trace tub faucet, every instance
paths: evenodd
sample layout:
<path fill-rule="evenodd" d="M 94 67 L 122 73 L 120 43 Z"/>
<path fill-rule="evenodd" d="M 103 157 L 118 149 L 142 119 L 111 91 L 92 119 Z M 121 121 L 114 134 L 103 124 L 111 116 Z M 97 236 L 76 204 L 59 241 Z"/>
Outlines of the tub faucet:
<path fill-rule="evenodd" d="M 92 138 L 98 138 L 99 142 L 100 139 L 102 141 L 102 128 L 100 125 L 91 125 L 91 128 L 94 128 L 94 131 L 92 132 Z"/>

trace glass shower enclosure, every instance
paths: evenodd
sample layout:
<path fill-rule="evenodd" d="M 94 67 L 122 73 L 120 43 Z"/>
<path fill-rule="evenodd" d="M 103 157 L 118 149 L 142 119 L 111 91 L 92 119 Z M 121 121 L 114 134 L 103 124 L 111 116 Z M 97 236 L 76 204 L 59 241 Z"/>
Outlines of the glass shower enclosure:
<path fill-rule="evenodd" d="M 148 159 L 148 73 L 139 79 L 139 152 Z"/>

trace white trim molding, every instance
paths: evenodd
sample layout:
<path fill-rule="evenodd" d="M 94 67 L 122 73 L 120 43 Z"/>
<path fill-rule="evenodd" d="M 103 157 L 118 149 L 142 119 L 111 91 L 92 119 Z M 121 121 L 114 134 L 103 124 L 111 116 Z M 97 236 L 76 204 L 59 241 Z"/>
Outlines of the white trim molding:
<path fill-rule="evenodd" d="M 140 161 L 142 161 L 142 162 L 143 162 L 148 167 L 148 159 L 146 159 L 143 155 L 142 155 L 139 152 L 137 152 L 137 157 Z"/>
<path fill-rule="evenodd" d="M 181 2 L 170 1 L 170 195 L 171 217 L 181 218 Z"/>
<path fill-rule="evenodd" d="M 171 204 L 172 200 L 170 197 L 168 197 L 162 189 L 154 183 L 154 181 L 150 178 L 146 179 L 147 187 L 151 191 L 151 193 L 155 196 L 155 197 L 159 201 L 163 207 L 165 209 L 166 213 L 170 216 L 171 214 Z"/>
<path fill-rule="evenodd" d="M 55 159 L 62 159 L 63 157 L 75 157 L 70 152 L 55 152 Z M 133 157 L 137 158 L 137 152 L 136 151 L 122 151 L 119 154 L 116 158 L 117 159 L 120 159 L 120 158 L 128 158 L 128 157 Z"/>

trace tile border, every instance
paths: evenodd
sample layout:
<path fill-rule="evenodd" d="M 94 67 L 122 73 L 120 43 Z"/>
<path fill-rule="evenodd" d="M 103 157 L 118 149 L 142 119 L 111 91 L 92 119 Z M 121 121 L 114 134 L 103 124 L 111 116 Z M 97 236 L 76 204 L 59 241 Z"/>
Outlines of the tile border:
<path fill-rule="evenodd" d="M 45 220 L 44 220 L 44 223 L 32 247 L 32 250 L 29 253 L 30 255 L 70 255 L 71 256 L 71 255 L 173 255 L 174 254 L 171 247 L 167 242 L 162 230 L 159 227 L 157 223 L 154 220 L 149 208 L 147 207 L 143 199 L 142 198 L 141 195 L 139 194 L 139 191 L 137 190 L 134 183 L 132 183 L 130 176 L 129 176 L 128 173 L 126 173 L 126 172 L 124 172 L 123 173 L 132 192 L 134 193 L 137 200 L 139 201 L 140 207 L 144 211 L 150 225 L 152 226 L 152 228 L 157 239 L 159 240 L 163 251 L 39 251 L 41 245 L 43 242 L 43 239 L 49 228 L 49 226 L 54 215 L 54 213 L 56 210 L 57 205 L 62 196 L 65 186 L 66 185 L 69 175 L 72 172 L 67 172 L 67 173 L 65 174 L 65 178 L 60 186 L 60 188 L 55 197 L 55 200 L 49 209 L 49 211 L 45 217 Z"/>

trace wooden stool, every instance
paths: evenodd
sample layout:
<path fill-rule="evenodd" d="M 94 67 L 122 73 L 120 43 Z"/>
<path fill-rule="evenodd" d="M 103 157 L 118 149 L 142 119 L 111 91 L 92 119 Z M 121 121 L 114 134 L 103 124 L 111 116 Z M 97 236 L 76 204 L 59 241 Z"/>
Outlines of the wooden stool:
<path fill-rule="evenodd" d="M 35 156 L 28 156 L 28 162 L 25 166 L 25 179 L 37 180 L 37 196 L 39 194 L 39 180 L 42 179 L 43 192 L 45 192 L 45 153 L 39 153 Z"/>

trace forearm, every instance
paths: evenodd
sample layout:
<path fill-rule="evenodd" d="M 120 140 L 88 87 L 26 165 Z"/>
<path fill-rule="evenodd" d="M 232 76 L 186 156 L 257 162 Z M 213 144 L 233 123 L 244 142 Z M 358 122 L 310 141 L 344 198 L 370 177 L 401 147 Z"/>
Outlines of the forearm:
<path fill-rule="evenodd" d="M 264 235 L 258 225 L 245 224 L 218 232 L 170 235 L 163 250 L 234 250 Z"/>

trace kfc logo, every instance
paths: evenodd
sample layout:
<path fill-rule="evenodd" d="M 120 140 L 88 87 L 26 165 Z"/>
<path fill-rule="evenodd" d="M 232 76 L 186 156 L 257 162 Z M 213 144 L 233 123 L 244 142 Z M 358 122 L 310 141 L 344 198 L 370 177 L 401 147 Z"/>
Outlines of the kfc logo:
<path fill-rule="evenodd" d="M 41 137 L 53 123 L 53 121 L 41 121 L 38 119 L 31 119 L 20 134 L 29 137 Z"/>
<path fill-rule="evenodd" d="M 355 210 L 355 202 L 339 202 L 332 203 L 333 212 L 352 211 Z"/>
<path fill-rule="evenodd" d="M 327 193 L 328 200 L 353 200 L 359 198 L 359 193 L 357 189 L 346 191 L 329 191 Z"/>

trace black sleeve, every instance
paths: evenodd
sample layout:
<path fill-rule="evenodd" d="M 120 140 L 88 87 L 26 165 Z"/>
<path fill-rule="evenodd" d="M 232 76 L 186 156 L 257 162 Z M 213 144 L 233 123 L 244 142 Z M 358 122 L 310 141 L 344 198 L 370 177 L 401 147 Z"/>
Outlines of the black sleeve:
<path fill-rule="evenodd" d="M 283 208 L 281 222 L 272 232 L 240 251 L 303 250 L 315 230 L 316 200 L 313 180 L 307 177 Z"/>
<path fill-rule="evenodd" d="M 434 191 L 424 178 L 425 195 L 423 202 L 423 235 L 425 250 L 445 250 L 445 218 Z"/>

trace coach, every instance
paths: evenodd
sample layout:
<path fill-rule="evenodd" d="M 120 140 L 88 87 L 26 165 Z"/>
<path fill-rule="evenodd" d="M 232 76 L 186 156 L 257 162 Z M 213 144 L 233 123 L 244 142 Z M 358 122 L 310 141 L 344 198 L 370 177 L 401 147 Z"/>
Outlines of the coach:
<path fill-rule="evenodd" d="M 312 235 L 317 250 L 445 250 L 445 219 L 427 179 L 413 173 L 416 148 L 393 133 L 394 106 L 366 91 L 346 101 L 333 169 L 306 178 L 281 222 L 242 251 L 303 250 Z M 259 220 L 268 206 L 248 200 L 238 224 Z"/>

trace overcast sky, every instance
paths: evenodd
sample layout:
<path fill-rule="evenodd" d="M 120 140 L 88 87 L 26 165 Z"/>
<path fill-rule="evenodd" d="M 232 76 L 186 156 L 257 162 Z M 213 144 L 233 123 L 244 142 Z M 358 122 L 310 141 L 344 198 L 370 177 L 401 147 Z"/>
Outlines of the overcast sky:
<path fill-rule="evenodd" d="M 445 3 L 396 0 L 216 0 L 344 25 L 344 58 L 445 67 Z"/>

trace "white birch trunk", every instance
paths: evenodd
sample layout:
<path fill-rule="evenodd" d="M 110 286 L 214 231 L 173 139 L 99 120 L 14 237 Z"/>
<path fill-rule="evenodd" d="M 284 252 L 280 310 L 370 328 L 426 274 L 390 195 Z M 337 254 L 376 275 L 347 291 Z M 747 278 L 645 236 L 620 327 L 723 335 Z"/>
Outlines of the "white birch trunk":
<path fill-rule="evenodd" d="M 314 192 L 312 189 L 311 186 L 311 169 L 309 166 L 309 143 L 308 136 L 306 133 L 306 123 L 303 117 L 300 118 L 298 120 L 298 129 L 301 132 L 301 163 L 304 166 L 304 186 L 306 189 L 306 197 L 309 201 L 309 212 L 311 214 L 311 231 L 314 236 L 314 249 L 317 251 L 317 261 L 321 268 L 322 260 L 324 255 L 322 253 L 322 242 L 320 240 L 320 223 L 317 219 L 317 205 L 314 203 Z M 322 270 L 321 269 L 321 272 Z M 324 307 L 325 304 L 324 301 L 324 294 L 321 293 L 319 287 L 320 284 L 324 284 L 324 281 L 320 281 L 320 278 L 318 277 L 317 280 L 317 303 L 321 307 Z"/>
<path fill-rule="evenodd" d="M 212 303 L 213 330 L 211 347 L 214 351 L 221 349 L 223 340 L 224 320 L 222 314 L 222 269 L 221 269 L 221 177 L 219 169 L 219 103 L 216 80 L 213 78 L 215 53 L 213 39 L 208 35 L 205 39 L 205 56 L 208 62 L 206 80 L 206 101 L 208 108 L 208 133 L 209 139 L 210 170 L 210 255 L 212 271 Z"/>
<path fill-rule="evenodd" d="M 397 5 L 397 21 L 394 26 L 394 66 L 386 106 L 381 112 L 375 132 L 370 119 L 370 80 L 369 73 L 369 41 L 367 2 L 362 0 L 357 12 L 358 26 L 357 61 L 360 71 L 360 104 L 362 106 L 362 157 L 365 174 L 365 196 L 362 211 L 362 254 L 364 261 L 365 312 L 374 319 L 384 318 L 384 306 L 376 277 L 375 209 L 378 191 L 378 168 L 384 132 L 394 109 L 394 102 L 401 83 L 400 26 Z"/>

To do:
Render the lines of the records above as a numbered list, starting at the line containing "trace forearm, every instance" and ending at the line containing "312 235 L 317", with both of those lines included and blank lines omitted.

Task solution:
1. trace forearm, every instance
2. paths: evenodd
3. sample layout:
4. <path fill-rule="evenodd" d="M 120 140 L 88 87 L 26 165 Z"/>
5. <path fill-rule="evenodd" d="M 232 76 L 186 156 L 257 162 Z M 213 144 L 233 123 L 244 142 Z M 358 122 L 310 141 L 344 198 L 370 177 L 401 147 Z"/>
6. Outlines of the forearm:
7. <path fill-rule="evenodd" d="M 264 235 L 258 225 L 245 224 L 218 232 L 170 235 L 163 250 L 234 250 Z"/>
8. trace kfc logo, every instance
9. paths: evenodd
10. sample layout:
11. <path fill-rule="evenodd" d="M 120 140 L 88 87 L 26 165 Z"/>
12. <path fill-rule="evenodd" d="M 232 76 L 186 156 L 257 162 Z M 213 144 L 233 123 L 244 142 Z M 358 122 L 310 141 L 344 198 L 370 177 L 401 147 Z"/>
13. Outlines of the kfc logo:
14. <path fill-rule="evenodd" d="M 41 137 L 53 123 L 53 121 L 41 121 L 38 119 L 31 119 L 20 134 L 29 137 Z"/>
15. <path fill-rule="evenodd" d="M 355 210 L 355 202 L 339 202 L 332 203 L 333 212 L 352 211 Z"/>
16. <path fill-rule="evenodd" d="M 327 193 L 328 200 L 353 200 L 359 198 L 359 193 L 357 189 L 346 191 L 329 191 Z"/>
17. trace black sleeve, every instance
18. paths: evenodd
19. sample layout:
20. <path fill-rule="evenodd" d="M 120 140 L 88 87 L 26 165 Z"/>
21. <path fill-rule="evenodd" d="M 232 76 L 186 156 L 257 162 Z M 213 144 L 233 123 L 244 142 Z M 358 122 L 310 141 L 344 198 L 370 177 L 401 147 Z"/>
22. Outlines of the black sleeve:
23. <path fill-rule="evenodd" d="M 283 208 L 281 222 L 272 232 L 240 251 L 303 250 L 315 230 L 316 200 L 313 180 L 307 177 Z"/>
24. <path fill-rule="evenodd" d="M 434 191 L 424 178 L 425 195 L 423 202 L 423 235 L 425 250 L 445 250 L 445 218 Z"/>
25. trace coach, every instance
26. paths: evenodd
27. sample layout:
28. <path fill-rule="evenodd" d="M 120 140 L 88 87 L 26 165 Z"/>
29. <path fill-rule="evenodd" d="M 232 76 L 186 156 L 257 162 Z M 213 144 L 233 123 L 244 142 Z M 358 122 L 310 141 L 344 198 L 370 177 L 401 147 Z"/>
30. Outlines of the coach:
31. <path fill-rule="evenodd" d="M 312 235 L 317 250 L 445 250 L 445 219 L 427 179 L 413 173 L 416 148 L 393 133 L 394 106 L 366 91 L 346 101 L 333 169 L 306 178 L 281 222 L 242 251 L 303 250 Z M 259 220 L 268 206 L 248 200 L 238 224 Z"/>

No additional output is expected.